**** Records to process ****

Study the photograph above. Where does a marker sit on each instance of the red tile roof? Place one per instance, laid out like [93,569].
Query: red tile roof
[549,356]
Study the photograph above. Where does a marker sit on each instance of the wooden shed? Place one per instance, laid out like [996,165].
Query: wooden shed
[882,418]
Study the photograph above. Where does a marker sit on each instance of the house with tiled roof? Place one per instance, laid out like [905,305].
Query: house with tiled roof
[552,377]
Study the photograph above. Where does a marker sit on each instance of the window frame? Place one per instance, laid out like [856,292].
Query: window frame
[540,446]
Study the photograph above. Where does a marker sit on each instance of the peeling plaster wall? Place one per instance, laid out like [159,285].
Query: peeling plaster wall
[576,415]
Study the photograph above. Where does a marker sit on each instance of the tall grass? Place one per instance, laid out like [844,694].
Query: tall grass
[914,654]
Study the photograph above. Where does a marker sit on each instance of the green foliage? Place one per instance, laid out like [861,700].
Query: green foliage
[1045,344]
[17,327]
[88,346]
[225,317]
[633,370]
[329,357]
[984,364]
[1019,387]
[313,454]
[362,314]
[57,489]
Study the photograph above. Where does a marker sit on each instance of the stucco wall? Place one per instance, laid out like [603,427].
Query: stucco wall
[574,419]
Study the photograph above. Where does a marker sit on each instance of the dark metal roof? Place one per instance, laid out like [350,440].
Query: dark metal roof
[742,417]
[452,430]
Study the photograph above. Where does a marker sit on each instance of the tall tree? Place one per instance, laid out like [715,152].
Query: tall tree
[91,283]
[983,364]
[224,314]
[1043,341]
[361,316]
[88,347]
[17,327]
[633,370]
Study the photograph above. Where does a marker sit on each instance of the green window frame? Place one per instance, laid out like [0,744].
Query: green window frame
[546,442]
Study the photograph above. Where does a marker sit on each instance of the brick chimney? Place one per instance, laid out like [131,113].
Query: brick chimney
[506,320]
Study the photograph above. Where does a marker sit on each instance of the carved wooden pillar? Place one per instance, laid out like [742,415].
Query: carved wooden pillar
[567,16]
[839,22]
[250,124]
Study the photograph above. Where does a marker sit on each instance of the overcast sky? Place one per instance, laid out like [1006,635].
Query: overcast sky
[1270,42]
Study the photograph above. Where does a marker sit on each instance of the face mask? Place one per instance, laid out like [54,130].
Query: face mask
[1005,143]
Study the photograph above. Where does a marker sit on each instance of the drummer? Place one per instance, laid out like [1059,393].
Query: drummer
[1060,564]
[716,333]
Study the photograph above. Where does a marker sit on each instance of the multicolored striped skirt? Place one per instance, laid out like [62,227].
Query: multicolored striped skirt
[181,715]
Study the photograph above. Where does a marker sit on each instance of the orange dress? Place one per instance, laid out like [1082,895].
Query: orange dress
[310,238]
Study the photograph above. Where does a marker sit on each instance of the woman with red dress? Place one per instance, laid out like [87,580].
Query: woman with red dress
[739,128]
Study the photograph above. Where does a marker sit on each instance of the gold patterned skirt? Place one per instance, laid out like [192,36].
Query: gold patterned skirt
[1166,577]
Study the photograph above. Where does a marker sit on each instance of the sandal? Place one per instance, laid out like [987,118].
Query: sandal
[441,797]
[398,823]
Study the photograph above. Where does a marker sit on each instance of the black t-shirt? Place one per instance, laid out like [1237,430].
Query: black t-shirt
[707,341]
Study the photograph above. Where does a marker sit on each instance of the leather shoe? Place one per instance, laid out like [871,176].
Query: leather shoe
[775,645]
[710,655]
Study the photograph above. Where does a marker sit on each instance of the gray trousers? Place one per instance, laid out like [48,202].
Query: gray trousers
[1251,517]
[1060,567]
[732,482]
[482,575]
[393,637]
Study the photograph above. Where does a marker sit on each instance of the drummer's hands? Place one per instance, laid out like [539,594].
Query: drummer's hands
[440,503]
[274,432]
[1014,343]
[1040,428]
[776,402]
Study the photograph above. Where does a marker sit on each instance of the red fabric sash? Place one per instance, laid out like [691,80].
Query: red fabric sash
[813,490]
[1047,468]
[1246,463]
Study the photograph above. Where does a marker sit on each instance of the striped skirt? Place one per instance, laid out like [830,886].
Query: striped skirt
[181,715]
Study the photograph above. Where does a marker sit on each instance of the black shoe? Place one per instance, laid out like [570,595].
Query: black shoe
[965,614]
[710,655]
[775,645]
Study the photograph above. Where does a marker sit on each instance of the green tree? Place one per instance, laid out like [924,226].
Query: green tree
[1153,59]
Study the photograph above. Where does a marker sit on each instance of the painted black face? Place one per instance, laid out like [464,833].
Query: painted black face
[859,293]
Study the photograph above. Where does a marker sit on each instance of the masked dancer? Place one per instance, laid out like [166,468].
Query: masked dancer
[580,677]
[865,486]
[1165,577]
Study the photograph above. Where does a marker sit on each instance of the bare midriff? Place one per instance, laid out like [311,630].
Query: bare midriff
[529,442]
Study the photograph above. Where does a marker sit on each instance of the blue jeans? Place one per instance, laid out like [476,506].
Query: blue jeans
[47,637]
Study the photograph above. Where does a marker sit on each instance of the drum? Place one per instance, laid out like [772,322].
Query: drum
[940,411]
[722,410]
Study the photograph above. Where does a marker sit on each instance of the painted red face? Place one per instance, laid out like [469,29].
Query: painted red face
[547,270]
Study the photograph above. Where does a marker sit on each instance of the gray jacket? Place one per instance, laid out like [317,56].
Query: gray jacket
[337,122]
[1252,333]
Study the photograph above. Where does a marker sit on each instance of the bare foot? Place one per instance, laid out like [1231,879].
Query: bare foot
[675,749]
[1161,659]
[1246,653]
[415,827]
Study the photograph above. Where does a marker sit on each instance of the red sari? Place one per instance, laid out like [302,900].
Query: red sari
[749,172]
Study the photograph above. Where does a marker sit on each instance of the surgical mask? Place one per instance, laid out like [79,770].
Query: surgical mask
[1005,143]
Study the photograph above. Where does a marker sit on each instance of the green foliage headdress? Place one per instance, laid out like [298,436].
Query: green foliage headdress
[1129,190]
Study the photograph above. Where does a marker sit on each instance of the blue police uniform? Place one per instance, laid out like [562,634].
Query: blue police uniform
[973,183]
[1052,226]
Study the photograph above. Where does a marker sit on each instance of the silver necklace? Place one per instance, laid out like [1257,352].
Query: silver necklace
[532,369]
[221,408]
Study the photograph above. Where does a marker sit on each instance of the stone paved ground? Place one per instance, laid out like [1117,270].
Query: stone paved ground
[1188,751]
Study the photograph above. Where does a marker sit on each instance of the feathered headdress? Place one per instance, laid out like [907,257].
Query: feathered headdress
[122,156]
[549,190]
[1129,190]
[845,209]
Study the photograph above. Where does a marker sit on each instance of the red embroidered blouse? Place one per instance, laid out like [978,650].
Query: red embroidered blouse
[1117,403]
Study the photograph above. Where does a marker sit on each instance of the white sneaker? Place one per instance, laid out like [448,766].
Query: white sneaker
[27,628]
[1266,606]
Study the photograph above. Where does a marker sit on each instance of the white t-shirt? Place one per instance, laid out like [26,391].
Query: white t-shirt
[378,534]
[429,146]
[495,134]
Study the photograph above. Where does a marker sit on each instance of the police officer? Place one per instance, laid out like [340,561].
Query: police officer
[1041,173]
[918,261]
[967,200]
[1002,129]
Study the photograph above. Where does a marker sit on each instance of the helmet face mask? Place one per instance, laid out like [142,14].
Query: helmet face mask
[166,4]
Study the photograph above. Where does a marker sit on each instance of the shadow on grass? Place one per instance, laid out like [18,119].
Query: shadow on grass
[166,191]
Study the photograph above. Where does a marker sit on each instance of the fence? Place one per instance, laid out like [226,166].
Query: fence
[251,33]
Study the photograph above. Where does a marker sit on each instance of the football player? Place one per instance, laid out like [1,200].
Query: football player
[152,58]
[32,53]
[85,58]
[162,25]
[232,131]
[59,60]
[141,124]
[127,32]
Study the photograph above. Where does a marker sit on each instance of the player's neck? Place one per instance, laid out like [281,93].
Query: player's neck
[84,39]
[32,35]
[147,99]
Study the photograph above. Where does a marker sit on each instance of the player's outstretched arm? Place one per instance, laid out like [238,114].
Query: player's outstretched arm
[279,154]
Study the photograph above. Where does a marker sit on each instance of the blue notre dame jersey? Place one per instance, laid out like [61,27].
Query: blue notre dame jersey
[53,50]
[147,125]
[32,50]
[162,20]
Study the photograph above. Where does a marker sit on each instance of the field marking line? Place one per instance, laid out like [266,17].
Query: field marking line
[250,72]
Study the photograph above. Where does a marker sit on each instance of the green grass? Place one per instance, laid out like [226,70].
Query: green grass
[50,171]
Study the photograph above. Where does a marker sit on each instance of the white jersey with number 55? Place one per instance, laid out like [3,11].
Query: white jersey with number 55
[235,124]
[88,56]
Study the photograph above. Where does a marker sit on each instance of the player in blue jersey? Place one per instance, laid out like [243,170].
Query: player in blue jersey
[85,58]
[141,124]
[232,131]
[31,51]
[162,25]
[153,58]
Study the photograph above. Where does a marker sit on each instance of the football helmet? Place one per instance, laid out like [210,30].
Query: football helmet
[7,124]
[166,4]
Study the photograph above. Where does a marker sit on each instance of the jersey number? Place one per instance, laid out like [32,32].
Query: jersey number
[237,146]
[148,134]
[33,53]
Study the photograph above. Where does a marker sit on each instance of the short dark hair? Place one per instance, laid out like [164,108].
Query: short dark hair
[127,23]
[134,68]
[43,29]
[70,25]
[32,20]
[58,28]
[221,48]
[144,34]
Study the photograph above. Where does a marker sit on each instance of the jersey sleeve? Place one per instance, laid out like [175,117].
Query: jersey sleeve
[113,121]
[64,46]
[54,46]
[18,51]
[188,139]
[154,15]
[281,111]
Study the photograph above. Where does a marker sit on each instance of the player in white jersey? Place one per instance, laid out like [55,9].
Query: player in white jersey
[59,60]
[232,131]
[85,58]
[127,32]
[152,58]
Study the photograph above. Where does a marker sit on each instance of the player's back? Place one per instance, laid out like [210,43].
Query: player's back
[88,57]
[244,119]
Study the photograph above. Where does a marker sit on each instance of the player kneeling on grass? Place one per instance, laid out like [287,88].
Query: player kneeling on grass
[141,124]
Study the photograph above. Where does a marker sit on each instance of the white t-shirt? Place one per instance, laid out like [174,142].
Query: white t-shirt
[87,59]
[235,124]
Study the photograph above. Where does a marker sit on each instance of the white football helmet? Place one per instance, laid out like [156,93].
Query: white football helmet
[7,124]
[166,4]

****

What the task requires
Format the data from the line containing "out like [156,93]." through the final line as a JSON list of strings, one string per line, skipping any blank lines.

Solution
[
  "Study the photograph above. Where does a marker sit on each instance of the white football helmet? Place one per instance, laid out like [156,93].",
  "Query: white football helmet",
  "[7,124]",
  "[166,4]"
]